» **The data**

"""

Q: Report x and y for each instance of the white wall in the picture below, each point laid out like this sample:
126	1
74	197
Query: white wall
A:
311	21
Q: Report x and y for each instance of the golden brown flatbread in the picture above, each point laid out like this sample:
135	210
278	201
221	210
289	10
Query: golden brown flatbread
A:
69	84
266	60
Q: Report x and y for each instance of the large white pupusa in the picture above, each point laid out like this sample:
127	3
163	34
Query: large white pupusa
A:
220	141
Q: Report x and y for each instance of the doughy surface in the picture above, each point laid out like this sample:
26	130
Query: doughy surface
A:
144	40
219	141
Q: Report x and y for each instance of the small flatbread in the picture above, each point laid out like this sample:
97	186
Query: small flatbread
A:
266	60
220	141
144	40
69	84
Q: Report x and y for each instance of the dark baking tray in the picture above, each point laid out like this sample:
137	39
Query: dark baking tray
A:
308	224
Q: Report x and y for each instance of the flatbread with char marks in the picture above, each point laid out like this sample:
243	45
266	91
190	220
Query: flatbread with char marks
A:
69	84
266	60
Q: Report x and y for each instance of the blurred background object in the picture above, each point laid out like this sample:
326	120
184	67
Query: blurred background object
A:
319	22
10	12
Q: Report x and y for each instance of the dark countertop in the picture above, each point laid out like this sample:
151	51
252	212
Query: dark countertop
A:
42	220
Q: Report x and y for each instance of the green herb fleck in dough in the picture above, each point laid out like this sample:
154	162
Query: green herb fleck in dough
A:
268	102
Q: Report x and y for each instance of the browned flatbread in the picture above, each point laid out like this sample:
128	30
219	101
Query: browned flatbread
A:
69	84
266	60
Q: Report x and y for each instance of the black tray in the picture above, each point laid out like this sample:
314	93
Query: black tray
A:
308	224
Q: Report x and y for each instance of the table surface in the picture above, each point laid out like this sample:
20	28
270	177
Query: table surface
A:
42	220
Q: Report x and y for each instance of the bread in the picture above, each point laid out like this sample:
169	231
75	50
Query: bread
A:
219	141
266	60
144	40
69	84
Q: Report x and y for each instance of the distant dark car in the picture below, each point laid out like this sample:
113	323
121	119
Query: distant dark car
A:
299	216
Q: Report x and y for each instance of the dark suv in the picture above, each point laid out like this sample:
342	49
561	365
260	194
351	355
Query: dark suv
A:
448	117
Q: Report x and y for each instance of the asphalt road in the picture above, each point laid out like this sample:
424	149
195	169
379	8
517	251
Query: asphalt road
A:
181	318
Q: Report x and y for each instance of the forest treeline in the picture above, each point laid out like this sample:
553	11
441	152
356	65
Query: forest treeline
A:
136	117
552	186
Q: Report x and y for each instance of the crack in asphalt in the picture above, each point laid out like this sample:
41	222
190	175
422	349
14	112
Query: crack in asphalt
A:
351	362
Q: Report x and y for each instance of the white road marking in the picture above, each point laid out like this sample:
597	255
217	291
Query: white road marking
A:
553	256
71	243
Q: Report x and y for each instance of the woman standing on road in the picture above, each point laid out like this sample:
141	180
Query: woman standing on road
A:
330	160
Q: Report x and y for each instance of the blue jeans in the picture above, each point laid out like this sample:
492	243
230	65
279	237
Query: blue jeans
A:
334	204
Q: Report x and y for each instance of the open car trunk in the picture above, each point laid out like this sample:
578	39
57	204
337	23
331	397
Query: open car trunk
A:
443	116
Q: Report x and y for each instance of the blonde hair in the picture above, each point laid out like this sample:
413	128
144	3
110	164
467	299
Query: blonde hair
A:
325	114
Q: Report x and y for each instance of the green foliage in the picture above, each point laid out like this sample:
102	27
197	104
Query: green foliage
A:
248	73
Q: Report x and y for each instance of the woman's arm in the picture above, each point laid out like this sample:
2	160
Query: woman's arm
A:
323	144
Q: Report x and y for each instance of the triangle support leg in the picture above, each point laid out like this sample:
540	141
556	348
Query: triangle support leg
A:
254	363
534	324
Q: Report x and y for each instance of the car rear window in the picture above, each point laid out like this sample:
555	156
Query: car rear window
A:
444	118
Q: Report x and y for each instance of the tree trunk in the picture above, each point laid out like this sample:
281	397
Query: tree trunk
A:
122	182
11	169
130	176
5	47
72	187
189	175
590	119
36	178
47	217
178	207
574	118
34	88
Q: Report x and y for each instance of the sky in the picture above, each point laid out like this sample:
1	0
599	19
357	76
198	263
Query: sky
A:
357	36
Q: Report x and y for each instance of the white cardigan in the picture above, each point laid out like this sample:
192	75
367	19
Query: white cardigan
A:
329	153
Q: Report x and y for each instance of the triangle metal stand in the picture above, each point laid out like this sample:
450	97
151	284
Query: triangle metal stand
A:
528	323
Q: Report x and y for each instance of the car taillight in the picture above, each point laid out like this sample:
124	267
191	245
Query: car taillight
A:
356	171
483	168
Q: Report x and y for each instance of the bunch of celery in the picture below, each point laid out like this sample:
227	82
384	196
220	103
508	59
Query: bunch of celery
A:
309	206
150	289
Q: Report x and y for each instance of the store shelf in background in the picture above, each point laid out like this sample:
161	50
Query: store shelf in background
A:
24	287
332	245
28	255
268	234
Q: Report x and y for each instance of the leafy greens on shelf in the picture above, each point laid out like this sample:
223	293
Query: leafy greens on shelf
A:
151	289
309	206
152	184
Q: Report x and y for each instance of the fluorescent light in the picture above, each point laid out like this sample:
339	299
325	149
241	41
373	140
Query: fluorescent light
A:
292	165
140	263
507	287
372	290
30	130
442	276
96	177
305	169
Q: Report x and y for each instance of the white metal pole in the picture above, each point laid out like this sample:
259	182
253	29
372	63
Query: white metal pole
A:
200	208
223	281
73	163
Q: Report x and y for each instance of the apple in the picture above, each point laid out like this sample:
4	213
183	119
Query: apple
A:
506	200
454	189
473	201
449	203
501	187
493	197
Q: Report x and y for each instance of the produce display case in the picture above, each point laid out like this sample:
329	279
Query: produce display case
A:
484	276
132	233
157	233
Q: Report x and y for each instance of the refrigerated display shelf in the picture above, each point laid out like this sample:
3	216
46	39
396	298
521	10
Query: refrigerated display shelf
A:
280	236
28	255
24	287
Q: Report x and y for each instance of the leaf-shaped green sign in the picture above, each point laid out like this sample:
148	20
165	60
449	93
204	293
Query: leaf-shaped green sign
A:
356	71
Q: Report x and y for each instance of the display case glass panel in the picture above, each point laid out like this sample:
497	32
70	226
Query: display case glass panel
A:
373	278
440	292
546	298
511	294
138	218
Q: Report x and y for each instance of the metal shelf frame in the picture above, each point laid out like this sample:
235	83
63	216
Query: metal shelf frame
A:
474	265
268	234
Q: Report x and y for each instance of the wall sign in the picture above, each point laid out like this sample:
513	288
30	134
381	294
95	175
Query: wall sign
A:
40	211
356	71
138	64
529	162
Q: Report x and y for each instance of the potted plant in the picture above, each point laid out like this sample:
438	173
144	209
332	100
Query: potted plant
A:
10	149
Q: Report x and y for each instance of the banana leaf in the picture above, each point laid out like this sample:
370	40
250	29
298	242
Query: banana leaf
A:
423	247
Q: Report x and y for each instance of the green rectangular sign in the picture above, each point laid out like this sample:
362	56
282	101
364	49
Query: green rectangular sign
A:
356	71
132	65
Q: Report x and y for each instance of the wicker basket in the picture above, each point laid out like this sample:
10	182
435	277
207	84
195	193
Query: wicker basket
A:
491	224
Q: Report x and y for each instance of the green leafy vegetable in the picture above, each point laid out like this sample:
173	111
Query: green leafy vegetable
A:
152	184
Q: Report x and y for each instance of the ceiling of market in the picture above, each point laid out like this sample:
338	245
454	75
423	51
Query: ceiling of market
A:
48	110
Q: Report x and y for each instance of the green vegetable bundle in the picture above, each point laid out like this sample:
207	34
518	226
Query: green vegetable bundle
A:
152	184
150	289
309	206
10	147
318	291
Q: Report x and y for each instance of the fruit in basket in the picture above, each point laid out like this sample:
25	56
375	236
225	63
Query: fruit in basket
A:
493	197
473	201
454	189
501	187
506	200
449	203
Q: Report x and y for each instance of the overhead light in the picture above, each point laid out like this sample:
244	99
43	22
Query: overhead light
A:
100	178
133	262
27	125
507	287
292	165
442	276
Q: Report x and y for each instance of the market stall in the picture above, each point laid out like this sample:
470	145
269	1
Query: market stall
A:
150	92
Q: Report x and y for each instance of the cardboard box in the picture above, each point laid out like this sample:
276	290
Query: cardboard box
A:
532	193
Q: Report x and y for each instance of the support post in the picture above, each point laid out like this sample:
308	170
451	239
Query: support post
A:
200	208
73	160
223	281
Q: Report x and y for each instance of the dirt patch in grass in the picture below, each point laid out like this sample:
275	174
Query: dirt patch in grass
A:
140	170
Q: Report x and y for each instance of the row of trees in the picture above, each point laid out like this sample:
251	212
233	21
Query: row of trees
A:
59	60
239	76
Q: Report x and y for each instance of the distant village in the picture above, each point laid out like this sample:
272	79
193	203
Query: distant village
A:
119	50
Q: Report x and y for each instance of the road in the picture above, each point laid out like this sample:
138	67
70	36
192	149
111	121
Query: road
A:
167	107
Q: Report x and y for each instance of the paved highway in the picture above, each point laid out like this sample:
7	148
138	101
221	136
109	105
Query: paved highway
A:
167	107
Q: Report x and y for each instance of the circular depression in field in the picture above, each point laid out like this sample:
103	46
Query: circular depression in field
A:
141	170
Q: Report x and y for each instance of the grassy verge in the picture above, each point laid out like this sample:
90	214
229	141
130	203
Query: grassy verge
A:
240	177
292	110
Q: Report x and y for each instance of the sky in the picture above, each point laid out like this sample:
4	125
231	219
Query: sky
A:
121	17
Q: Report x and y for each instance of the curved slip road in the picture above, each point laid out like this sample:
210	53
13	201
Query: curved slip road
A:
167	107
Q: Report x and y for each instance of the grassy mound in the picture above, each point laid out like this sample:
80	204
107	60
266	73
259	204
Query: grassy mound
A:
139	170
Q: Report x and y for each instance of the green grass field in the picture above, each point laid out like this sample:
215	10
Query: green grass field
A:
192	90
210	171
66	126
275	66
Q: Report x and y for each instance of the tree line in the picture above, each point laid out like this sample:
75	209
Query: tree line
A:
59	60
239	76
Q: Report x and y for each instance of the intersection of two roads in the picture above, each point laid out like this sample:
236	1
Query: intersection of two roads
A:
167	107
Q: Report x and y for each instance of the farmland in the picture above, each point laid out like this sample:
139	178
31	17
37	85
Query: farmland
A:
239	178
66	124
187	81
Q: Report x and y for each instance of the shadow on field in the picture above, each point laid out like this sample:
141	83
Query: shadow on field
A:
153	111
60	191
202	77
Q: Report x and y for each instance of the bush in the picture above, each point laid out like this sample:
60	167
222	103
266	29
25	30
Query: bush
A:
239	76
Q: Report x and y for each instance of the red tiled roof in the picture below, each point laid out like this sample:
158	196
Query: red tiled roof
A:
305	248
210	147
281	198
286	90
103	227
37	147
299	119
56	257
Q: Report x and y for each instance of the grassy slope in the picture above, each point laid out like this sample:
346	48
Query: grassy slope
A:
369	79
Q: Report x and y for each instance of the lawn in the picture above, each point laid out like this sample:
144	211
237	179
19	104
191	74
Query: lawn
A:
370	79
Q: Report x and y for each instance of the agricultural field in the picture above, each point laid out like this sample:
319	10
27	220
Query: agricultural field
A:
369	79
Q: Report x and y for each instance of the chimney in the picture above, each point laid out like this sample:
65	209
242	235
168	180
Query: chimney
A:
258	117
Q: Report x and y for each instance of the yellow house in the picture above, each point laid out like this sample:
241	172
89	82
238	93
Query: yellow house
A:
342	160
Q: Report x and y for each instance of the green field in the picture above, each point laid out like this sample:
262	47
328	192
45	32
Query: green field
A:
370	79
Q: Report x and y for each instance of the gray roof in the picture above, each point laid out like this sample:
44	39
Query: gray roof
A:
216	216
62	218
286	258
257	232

"""

» **Problem details**
Show every line from the entries above in which the word "grassy" appears.

» **Response**
Q: Report x and y for each instance of the grassy verge in the picture above, each point laid out like this sample:
Query: grassy verge
Q: Report x and y for each instance of the grassy mound in the picture above, each point laid out like this sample:
Query: grassy mound
Q: Report x and y for each instance of the grassy slope in the picture above, each point laid out like this sample:
Query: grassy slope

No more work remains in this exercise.